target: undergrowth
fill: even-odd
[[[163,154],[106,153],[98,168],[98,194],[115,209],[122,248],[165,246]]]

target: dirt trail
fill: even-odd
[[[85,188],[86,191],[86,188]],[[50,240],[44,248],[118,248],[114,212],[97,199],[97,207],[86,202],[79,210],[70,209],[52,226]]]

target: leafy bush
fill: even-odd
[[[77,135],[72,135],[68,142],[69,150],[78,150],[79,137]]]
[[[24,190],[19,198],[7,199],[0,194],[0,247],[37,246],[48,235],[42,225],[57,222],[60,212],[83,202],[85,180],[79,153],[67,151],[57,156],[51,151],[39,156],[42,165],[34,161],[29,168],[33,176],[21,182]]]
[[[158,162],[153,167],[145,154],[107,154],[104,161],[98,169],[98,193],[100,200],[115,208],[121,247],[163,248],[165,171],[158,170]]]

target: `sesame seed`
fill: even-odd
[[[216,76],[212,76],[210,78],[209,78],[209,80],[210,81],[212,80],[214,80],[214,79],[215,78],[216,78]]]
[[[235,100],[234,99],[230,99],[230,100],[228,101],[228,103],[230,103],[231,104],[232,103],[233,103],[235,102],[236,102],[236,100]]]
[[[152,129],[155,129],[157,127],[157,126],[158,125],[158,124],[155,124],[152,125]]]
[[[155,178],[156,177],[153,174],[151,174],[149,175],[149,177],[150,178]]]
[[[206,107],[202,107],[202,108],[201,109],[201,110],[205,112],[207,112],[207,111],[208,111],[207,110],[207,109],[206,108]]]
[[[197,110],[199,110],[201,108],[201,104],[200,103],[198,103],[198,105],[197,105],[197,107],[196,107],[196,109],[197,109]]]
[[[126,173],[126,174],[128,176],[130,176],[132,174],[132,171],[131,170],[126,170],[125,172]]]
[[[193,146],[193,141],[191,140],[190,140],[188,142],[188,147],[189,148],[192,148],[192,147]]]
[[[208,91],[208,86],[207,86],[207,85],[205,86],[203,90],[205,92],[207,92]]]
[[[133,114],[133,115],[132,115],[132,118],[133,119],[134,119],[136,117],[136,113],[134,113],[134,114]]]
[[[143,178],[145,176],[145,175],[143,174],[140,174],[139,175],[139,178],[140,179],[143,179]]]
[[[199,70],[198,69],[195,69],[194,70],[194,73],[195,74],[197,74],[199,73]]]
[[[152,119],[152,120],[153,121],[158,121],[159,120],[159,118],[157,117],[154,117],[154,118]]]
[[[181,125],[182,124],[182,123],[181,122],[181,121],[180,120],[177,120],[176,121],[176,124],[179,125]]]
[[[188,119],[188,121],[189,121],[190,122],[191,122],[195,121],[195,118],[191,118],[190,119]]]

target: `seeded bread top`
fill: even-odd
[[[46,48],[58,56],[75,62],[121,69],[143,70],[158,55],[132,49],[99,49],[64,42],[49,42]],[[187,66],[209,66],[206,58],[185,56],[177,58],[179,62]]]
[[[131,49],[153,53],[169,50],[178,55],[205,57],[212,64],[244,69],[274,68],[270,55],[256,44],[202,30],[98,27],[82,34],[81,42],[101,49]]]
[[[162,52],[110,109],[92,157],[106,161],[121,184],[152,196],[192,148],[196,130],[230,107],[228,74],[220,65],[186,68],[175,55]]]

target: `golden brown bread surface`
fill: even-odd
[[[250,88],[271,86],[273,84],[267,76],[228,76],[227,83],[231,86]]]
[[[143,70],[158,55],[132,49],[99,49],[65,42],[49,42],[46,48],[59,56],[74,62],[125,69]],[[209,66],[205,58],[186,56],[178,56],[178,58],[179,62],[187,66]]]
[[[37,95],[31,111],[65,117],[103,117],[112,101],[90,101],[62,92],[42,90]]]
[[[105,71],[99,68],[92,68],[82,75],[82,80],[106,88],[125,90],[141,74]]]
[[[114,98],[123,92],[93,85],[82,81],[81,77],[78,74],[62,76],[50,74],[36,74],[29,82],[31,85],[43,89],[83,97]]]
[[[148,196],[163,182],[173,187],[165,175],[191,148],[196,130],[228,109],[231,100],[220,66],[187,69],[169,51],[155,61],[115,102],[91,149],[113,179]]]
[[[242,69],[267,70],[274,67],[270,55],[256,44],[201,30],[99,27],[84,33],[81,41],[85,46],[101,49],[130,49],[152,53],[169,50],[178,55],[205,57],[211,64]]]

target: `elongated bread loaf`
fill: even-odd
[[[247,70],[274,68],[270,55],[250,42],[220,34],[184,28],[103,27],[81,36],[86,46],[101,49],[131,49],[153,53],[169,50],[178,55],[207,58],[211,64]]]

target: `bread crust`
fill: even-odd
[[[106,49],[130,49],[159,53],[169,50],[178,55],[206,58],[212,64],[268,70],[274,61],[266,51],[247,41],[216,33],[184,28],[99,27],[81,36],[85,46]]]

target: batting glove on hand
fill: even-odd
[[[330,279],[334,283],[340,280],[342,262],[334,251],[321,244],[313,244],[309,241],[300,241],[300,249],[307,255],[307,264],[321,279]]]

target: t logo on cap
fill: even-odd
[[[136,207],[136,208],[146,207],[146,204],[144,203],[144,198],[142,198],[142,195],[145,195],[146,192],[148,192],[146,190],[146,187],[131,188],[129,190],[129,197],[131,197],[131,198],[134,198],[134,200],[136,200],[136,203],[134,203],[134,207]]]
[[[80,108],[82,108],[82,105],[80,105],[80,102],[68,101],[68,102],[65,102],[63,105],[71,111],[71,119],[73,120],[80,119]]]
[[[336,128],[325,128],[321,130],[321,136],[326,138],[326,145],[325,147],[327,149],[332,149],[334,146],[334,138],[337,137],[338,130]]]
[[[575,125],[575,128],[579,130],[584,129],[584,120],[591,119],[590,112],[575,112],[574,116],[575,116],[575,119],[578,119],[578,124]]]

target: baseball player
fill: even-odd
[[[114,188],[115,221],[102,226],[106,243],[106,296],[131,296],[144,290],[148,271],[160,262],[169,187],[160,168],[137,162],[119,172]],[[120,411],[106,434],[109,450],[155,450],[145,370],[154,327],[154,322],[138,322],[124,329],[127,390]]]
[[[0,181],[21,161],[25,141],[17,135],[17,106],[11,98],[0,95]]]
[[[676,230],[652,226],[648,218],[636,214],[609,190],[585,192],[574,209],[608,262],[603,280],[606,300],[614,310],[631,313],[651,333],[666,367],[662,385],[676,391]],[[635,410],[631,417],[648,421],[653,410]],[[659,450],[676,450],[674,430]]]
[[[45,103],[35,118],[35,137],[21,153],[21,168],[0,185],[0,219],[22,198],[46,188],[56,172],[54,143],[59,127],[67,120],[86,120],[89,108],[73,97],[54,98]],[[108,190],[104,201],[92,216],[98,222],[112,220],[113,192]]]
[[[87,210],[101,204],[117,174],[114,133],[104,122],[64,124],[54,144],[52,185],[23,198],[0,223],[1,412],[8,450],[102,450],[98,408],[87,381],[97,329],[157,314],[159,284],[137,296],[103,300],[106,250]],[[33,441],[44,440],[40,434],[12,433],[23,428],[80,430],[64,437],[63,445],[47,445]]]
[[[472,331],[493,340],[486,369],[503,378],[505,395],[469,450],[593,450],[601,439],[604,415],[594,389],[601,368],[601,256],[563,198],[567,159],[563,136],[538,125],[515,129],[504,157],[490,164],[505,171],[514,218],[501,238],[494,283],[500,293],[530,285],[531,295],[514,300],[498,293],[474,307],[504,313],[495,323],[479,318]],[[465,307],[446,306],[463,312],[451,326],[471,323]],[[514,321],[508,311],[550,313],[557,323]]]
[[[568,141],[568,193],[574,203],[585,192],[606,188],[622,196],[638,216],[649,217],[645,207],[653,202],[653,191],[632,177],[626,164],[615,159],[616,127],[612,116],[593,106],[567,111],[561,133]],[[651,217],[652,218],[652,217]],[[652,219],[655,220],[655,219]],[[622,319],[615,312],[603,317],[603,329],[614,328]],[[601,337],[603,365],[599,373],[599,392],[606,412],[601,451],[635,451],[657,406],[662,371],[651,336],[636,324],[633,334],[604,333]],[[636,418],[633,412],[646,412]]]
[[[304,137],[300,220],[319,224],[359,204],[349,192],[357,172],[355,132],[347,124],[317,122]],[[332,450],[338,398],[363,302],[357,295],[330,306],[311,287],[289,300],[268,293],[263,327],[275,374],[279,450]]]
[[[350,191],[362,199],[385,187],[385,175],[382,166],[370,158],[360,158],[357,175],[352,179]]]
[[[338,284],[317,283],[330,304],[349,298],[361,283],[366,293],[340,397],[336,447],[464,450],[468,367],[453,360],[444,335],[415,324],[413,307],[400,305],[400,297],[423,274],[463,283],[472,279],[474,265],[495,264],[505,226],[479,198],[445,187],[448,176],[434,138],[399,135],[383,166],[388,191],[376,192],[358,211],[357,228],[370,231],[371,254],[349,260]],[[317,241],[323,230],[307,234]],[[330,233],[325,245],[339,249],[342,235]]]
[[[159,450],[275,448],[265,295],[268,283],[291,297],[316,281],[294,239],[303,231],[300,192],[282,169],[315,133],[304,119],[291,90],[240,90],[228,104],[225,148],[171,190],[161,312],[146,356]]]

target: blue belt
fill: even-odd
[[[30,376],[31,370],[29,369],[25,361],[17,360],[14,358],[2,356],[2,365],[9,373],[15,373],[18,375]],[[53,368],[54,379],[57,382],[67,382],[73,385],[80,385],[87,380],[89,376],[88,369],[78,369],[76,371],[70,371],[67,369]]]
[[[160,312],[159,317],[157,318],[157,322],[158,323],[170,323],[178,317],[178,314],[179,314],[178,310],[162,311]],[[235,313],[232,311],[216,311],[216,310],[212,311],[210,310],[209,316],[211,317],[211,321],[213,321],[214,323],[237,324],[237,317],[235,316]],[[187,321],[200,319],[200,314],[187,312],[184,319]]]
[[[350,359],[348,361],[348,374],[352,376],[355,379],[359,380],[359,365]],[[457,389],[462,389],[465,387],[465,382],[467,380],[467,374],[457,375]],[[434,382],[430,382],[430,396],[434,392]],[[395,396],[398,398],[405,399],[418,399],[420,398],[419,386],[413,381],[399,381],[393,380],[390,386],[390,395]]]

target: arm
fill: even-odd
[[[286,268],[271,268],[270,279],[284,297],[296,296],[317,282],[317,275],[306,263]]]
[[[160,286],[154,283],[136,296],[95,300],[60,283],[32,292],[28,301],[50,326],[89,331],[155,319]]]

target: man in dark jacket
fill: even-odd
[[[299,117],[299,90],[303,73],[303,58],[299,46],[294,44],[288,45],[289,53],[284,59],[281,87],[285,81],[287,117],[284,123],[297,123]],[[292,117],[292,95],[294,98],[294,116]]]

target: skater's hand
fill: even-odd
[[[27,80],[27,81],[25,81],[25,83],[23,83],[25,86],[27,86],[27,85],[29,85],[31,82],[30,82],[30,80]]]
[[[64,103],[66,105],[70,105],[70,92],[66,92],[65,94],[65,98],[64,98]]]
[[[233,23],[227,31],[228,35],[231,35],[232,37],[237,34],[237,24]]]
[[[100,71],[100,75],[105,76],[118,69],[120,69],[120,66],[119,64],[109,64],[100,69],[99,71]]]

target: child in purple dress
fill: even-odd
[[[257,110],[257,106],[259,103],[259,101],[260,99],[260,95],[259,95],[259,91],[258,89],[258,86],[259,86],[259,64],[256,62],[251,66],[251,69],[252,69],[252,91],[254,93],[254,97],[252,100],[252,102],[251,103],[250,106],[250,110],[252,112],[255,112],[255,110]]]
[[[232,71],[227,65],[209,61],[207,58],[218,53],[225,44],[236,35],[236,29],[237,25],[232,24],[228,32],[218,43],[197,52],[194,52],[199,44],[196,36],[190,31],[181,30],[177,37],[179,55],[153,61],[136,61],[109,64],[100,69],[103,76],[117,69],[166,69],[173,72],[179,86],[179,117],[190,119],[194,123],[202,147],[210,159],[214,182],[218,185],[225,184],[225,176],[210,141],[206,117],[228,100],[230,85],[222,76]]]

▬▬▬▬▬▬▬▬▬▬

INSTRUCCIÓN: Extrae del material cada línea que contenga la palabra "bread", teniendo en cuenta la diferencia entre mayúsculas y minúsculas.

RESPUESTA FINAL:
target: `seeded bread top`
target: `golden brown bread surface`
target: `elongated bread loaf`
target: `bread crust`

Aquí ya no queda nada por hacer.